» Problem set:
**1.** Write out the passage on mean platelet volume in COPD word for word, beginning at the words "The current study" and stopping after the words "P<0.001) (Figure 4).".
**2.** Answer these questions from the passage on mean platelet volume in COPD.
(a) In which PH group did the current study find a significant statistical elevation of MPV?
(b) In approximately what percentage of patients with COPD did Alessandri et al find pulmonary thrombosis on autopsy?
(c) What MPV levels did Can et al report for patients with PH and for the control groups?

» Text provided:
--------

The current study examined the MPV and its correlation with COPD severity grades, with furthermore correlation with PH presence, it was established that the MPV was significantly increased by increasing the severity of COPD (P<0.001) (Table 2), and also had a significant statistical elevation in patients with PH compared to those without. In comparing the MPV level in each PH degree, a significant statistical elevation was present in the severe PH group, P<0.001 (Table 3). That correlation between PASP was independently present, whatever the degree of COPD (r=0.79; P<0.001) (Figure 4).

Consistent with a recent report,30 a significant positive correlation between MPV and increased severity of PAH was found. Another study38 found that the MPV was increased with more advancement of COPD stage, but with an insignificant statistical difference, this might be due to the small sample size and lower number of patients at stage IV included in that study. Other contrasting reports16,38 stated that MPV was not correlated with pulmonary function results nor COPD severity stage.

The platelet dysfunction in patients with COPD was summarized in many studies;1214,3942 platelets activation, increased aggregation, and platelet volume in pulmonary vessels which could possibly lead to PH and pulmonary thrombosis. Hence, Alessandri et al12 found pulmonary thrombosis in approximately 25% of patients with COPD on autopsy. Also, Bansal et al21 added a significantly higher MPV in patients with COPD, which could possibly contribute to increased pulmonary thrombosis and hypertension.

In line with the current work, the relationship between MPV and PH had been shown in previous studies. Can et al43 reported that MPV levels were higher in patients with PH than in the control groups (9.1 vs 8.2, P<0.001) and concluded that platelet activation may directly impact the pathogenesis of PH. Other studies have shown that patients with COPD had increased MPV values, especially in those with known PH.12,39 Also, Varol et al44 investigated MPV levels in patients with PH, and they found that MPV levels were higher in patients than in the control groups (8.68 vs 8.02, P=0.006) and concluded that increased MPV was present in patients with PH.

--------

» Data records:

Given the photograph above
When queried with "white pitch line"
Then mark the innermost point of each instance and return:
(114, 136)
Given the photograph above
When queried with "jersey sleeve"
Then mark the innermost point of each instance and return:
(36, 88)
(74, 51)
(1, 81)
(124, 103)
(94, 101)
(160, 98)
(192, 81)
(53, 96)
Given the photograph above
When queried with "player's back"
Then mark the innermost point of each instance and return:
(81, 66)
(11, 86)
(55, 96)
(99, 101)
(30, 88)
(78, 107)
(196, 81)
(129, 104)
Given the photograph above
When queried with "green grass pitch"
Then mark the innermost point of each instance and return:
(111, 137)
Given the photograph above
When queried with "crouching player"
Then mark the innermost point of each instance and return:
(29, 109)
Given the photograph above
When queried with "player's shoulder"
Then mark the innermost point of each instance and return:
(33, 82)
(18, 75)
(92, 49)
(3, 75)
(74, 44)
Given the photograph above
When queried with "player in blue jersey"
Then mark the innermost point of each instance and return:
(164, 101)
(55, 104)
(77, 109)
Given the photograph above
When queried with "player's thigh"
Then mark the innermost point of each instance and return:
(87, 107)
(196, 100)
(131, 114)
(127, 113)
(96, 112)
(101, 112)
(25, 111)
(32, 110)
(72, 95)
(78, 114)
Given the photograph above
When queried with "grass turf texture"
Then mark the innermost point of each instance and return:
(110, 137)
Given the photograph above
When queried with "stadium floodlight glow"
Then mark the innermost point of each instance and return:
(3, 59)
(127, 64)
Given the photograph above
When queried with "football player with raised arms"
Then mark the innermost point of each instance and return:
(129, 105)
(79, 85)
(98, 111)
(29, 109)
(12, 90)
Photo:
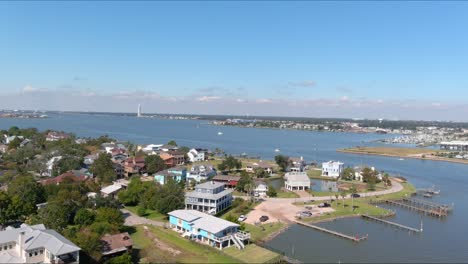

--------

» Solution set:
**1.**
The current study examined the MPV and its correlation with COPD severity grades, with furthermore correlation with PH presence, it was established that the MPV was significantly increased by increasing the severity of COPD (P<0.001) (Table 2), and also had a significant statistical elevation in patients with PH compared to those without. In comparing the MPV level in each PH degree, a significant statistical elevation was present in the severe PH group, P<0.001 (Table 3). That correlation between PASP was independently present, whatever the degree of COPD (r=0.79; P<0.001) (Figure 4).

**2.**
(a) The severe PH group.
(b) Approximately 25%.
(c) 9.1 in patients with PH and 8.2 in the control groups.